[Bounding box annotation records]
+++++

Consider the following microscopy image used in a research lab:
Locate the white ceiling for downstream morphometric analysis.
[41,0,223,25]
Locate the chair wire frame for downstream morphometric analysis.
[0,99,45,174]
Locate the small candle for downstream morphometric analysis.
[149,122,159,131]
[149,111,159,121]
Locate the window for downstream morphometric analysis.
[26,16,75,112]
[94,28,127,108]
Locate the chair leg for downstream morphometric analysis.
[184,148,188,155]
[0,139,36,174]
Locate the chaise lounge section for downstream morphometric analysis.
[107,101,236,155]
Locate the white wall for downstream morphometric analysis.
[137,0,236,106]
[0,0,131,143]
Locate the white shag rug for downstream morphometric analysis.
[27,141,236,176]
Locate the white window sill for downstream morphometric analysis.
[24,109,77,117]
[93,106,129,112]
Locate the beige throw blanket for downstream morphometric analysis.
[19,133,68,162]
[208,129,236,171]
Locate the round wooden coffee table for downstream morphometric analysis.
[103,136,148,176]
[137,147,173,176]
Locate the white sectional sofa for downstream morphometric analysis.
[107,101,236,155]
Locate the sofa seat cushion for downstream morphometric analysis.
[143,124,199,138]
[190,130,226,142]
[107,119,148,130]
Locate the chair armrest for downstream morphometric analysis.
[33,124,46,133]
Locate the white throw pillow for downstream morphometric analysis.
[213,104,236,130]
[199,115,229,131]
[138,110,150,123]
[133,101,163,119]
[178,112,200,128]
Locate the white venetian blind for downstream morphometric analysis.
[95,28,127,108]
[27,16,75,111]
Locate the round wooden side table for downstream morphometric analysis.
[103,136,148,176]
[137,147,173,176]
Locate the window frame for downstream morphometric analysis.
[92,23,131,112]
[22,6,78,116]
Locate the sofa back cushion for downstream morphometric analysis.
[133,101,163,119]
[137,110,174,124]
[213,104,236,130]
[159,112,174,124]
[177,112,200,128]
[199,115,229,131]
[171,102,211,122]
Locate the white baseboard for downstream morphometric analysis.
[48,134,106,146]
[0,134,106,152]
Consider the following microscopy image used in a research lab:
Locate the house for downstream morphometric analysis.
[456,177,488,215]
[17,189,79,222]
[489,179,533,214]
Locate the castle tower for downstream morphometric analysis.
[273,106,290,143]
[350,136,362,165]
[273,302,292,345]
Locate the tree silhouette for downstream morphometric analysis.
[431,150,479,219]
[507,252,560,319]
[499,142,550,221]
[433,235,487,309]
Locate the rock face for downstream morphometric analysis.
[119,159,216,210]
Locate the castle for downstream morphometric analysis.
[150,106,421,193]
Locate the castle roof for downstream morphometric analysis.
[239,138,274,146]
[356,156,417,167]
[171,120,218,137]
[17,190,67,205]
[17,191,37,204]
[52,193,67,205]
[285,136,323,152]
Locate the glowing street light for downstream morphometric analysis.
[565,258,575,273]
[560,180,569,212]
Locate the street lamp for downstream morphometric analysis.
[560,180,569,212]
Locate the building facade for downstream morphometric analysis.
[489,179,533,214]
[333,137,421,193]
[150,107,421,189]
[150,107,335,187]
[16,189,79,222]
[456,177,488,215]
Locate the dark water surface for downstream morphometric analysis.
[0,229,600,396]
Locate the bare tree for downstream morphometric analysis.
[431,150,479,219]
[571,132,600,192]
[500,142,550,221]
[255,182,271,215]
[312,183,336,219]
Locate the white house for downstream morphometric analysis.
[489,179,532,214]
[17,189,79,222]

+++++

→ **To be done**: Return all of the records above word for word, keeping every line as it is.

→ **Exercise answer**:
Consider the following microscopy image used in a research lab:
Locate the white ceiling for downstream morphometric analysis.
[41,0,223,25]
Locate the chair wire frame for downstream morphometric analysis.
[0,99,45,174]
Locate the small candle for downstream morphometric analysis.
[149,122,159,131]
[149,111,159,121]
Locate the window for downstream morphometric analysis.
[26,16,75,112]
[94,28,127,108]
Locate the chair leg for downstream morphometric analysis.
[184,148,188,155]
[0,139,36,174]
Locate the chaise lounge section for downstream morphometric analysis.
[107,101,236,155]
Locate the white wall for downstream morphometric analysis.
[137,0,236,106]
[0,0,131,143]
Locate the white shag rug for downstream morphometric analysis.
[27,141,236,176]
Locate the white window sill for downstream morphometric analysis.
[24,109,77,117]
[93,106,129,112]
Locate the beige throw blanket for downstream morphometric analysis.
[19,133,68,162]
[208,129,236,171]
Locate the round wooden coffee table for downstream morphometric analysis.
[103,136,148,176]
[137,147,173,176]
Locate the white sectional sofa for downstream morphometric analysis.
[107,101,236,155]
Locate the sofa seat cushion for downstream morphometric analysis.
[143,124,199,138]
[190,130,226,142]
[107,119,148,130]
Locate the chair armrest for downstream morphometric analysis.
[33,124,46,133]
Locate the white throw pillow for downstream morphometric analysis.
[213,104,236,130]
[199,115,229,131]
[138,110,150,123]
[133,101,163,119]
[178,112,200,128]
Locate the white venetian blind for downstream morphometric analysis.
[95,28,127,108]
[27,16,75,111]
Locate the round wooden side table for downstream morphometric analysis.
[103,136,148,176]
[137,147,173,176]
Locate the window frame for downstream morphometric analysis.
[92,23,131,112]
[22,6,78,116]
Locate the sofa back cushion for downstream morphometric analysis.
[133,101,163,119]
[137,110,174,124]
[213,104,236,130]
[159,112,174,124]
[177,112,200,128]
[199,115,229,131]
[171,102,211,122]
Locate the white baseboard for downstream morphometric analysis.
[48,134,106,146]
[0,134,106,152]
Consider the following microscopy image used in a research lab:
Locate the house for downstream morphometric analysis.
[456,177,488,215]
[17,189,79,222]
[489,179,533,214]
Locate the castle tower for downstream morphometric analysis.
[273,106,290,143]
[350,136,362,165]
[273,302,292,345]
Locate the tree silhouette for downstream morphometric analysis.
[431,150,479,219]
[507,252,560,319]
[499,142,550,221]
[433,235,487,309]
Locate the rock face for downstream morphometric analysis.
[119,159,216,210]
Locate the castle for downstream morphometric analysis.
[150,106,421,193]
Locate the castle roof for downstream morphometric analysis.
[239,138,274,146]
[356,156,417,167]
[171,120,218,137]
[17,190,67,205]
[17,191,37,204]
[52,193,67,205]
[285,136,323,152]
Locate the glowing street light for downstream morphometric analysis.
[565,258,575,273]
[560,180,569,212]
Locate the street lamp for downstream morphometric analysis.
[560,180,569,212]
Locate the building facade for downstream morphometric analysis.
[489,179,533,214]
[333,137,421,193]
[150,107,421,189]
[150,107,335,187]
[16,189,79,222]
[456,177,488,215]
Locate the dark water surface for downstream morphometric analysis.
[0,229,600,396]
Locate the bare tree for downstream morphometric analysis.
[431,150,479,219]
[571,132,600,192]
[500,142,550,221]
[255,182,271,215]
[312,183,336,219]
Locate the white house for downstream morphometric analysis.
[489,179,532,214]
[17,189,79,222]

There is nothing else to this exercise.